***** INPUT RECORDS *****

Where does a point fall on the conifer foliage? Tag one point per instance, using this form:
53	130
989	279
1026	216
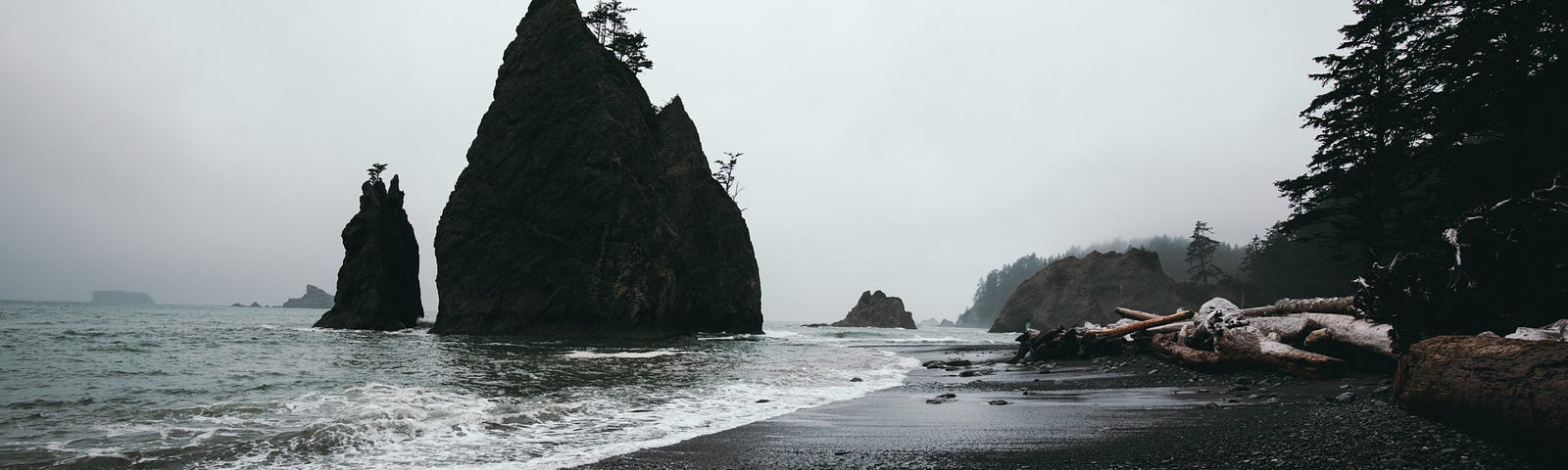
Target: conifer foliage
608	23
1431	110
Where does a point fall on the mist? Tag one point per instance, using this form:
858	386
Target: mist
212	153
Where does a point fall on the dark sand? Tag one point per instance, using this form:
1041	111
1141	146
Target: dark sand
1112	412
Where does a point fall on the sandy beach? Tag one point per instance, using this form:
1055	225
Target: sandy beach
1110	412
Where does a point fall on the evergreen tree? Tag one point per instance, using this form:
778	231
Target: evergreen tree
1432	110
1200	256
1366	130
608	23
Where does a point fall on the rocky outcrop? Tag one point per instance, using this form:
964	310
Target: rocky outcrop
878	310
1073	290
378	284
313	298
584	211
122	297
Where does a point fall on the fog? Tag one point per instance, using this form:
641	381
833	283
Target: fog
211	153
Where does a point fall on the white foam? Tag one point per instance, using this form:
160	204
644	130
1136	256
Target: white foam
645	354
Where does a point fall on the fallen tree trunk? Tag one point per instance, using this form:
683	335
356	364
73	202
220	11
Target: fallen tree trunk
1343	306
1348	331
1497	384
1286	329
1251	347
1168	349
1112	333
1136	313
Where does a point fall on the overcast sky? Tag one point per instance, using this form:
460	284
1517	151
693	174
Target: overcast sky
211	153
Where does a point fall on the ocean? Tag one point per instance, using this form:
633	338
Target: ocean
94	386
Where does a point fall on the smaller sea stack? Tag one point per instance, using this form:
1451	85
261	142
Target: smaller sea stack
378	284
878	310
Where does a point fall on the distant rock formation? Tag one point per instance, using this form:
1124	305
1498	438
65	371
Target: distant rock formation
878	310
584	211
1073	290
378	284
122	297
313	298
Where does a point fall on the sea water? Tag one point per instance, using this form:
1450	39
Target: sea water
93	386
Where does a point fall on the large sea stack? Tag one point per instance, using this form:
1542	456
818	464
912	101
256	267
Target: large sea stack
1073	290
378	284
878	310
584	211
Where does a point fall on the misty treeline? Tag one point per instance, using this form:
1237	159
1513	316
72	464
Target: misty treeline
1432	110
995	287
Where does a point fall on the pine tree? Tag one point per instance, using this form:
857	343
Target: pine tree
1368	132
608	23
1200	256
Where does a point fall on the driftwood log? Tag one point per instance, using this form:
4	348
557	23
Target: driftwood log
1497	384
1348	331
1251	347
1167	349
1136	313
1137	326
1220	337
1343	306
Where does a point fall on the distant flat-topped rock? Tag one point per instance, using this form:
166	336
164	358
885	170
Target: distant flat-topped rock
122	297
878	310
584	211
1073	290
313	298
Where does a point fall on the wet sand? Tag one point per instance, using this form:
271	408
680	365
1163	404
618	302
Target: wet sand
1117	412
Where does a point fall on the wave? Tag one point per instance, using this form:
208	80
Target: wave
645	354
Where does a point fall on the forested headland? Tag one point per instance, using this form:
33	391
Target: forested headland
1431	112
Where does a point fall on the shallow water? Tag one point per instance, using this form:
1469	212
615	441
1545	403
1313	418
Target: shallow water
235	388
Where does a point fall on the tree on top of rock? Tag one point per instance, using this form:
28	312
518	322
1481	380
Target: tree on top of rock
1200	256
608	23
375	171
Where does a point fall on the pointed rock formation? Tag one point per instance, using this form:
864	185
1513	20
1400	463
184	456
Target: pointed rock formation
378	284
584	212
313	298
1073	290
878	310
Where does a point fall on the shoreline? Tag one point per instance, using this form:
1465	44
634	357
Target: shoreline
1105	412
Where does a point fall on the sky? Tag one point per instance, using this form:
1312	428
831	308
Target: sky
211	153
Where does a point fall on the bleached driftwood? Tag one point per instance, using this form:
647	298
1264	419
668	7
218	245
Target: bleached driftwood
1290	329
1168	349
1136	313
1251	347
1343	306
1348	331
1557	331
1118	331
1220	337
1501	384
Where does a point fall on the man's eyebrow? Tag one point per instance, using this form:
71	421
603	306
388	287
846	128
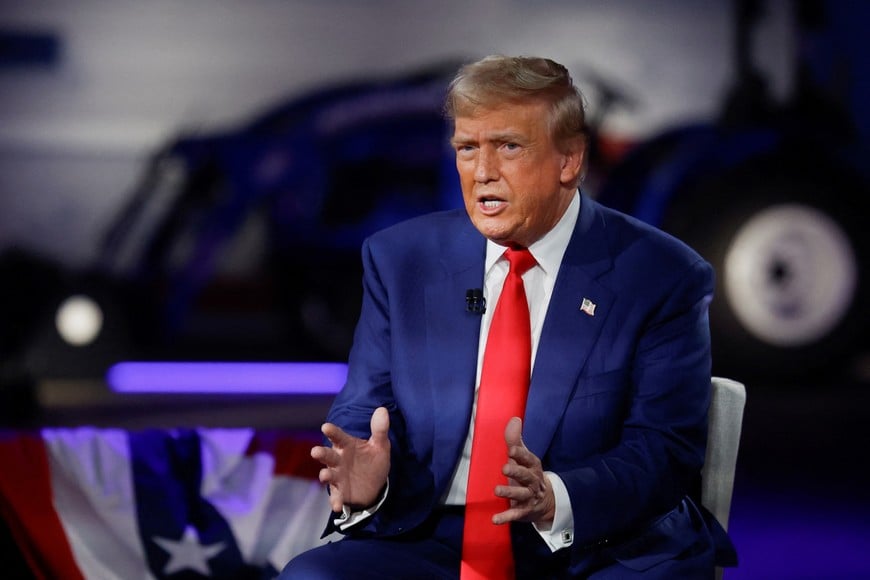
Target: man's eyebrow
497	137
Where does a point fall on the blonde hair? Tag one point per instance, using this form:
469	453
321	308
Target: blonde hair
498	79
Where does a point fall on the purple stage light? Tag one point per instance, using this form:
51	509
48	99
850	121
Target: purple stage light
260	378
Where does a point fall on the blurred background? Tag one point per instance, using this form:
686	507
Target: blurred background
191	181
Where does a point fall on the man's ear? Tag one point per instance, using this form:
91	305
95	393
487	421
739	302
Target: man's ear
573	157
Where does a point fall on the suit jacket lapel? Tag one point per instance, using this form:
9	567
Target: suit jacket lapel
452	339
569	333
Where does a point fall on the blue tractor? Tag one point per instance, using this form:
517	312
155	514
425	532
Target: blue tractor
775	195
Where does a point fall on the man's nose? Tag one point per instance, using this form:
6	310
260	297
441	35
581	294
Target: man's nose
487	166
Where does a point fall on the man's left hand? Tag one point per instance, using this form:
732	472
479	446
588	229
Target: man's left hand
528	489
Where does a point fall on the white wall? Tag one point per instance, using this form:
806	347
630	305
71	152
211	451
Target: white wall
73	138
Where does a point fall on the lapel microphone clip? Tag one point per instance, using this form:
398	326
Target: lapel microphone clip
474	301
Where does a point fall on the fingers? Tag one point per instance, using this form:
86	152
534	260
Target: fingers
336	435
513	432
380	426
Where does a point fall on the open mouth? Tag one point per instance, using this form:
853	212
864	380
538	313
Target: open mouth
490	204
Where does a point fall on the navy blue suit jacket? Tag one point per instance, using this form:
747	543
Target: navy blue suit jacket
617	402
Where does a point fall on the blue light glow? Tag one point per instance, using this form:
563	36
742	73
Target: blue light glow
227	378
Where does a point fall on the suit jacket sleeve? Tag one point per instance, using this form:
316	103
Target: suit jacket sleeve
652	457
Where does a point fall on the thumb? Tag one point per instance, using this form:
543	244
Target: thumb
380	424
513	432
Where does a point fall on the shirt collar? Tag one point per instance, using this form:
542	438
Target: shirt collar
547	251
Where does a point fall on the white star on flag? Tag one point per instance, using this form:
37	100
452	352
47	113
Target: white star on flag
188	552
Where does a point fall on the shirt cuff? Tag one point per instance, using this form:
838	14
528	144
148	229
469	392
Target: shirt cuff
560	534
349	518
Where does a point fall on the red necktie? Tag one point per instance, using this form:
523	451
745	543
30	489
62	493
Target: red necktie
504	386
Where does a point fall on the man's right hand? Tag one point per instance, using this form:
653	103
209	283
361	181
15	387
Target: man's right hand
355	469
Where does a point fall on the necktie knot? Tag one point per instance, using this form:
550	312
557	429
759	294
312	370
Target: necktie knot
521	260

*****
***** INPUT RECORDS *****

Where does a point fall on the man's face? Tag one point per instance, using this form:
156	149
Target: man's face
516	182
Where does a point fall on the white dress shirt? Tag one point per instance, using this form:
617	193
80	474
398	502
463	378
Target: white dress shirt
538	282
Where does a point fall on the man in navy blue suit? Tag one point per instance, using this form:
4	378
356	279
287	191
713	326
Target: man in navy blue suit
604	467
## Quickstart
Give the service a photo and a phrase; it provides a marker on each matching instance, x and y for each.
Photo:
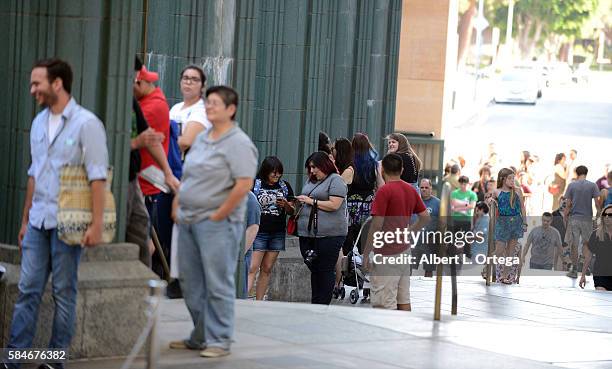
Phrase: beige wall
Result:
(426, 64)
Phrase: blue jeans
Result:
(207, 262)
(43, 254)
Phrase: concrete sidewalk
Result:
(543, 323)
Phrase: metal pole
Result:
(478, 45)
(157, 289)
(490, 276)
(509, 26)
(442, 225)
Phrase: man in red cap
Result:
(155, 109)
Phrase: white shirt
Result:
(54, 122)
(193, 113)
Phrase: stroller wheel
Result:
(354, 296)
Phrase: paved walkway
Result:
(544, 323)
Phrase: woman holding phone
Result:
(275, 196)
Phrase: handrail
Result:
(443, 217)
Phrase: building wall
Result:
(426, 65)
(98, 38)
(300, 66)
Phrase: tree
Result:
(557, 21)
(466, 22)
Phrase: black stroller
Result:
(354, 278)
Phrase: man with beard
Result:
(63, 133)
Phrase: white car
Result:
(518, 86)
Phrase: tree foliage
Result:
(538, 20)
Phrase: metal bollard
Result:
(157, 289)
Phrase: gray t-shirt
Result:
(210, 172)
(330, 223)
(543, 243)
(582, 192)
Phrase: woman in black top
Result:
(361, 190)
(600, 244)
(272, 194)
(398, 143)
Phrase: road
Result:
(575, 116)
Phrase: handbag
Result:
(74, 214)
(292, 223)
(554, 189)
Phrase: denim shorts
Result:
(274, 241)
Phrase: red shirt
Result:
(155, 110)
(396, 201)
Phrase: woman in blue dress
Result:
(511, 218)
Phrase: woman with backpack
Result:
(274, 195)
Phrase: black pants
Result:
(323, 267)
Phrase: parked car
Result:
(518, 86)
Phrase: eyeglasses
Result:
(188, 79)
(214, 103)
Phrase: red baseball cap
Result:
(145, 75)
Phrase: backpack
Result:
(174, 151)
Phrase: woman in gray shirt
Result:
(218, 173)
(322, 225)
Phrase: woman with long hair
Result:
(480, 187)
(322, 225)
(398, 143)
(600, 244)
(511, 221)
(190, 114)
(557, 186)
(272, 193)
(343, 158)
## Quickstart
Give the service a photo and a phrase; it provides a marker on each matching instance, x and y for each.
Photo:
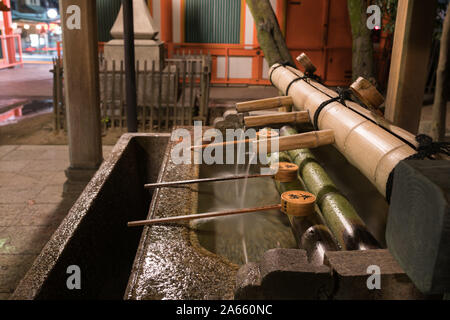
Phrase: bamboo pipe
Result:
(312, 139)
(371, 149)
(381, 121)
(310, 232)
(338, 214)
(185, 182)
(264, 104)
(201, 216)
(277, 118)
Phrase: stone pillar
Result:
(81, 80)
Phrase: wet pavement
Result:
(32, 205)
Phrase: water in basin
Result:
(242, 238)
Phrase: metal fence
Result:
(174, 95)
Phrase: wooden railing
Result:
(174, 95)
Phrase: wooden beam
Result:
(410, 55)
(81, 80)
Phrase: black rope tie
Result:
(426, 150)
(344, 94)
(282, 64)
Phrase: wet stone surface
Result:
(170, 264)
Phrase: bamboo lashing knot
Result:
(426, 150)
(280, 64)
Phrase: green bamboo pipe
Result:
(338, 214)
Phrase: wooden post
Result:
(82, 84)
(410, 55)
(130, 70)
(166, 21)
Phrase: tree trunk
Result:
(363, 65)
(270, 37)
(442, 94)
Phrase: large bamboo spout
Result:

*****

[DO THIS]
List every line in the items above that contains the word "backpack", copying each such line in full.

[TASK RESPONSE]
Phrase: woman with backpack
Phrase: backpack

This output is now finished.